== TEXT EXCERPT ==
───

The desperation of our military efforts is showing around the edges of the carnage and tragedy. This past week has brought three official U.S. denials that we have done what eyewitnesses and/or other evidence indicates we did: a) used white phosphorous as a weapon against Afghan civilians; b) killed nearly 150 Afghan villagers in a sustained bombardment; c) killed a 12-year-old Iraqi boy as he stood innocently by the side of the road selling fruit juice.
Note to David: Goliath’s vulnerability is the truth.
We are living on the brink of profound change, hard as that change is to see through the smoke and rubble — but why else would the U.S. military, or any other military for that matter, find it so hard to accept responsibility for its own actions? Why the fumbling evasions rather than a sneering “It was necessary”? If might makes right, why take the trouble to worry about public relations at all?
Governing morality may not have changed much since the days of the Roman Empire, but the seething mass of the governed — humanity itself — has evolved beyond barbarism to a higher state of values. Vaguely articulated ideals pulse amid the shrapnel of politics: We want a fair and just world. Every child deserves a chance. We are (ahem, cough) all one, at some core level.
Thus our official goals in the Middle East and Af-Pak grudgingly reflect this: safety and security (and oil) for America, yes, but democracy for the world, too. And women’s rights! Aw, look at those purple fingers that those first-time voters raise proudly for the photographers — that’s what our bombs are accomplishing; that’s why our endlessly deployed troops are self-destructing with PTSD. Does the heart good.
Could it really be that a gossamer layer of official spin is all that’s protecting the military-industrial status quo from a groundswell of change in how we think about and plan the human future?
How close are we to telling President Obama that drones will not secure anything for us in Afghanistan, but if we’re committed to that country’s transformation, if America truly represents an alternative to all that is cruel and repressive about the Taliban, we should experiment with positive investment in the region and redefine “diplomacy” to mean respectful listening rather than coercion? Yeah, right, that’s going to happen — maybe in the next hundred days.

───

== PROVIDED MATERIAL ==
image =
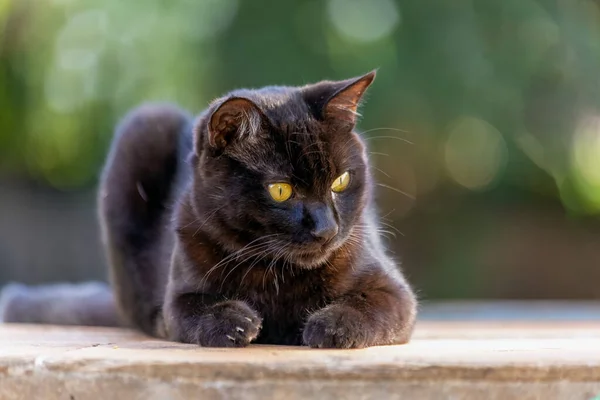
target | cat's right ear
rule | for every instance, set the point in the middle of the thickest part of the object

───

== PROBLEMS AND TASKS ==
(a) Reproduce the portion of the commentary on U.S. military denials that opens with the words containing "Governing morality may" and closes with "the heart good.".
(b) For each statement, answer yes or no according to the commentary on U.S. military denials and quote the words that decide it: (i) the commentary reports three official U.S. denials during the past week; (ii) the Iraqi boy it mentions was 14 years old; (iii) it claims that governing morality has changed greatly since the Roman Empire.
The material stands apart from the commentary on U.S. military denials.

== RESULTS OF THE TASKS ==
(a)
Governing morality may not have changed much since the days of the Roman Empire, but the seething mass of the governed — humanity itself — has evolved beyond barbarism to a higher state of values. Vaguely articulated ideals pulse amid the shrapnel of politics: We want a fair and just world. Every child deserves a chance. We are (ahem, cough) all one, at some core level.
Thus our official goals in the Middle East and Af-Pak grudgingly reflect this: safety and security (and oil) for America, yes, but democracy for the world, too. And women’s rights! Aw, look at those purple fingers that those first-time voters raise proudly for the photographers — that’s what our bombs are accomplishing; that’s why our endlessly deployed troops are self-destructing with PTSD. Does the heart good.

(b)
(i) Yes: "This past week has brought three official U.S. denials"
(ii) No: "killed a 12-year-old Iraqi boy"
(iii) No: "Governing morality may not have changed much since the days of the Roman Empire"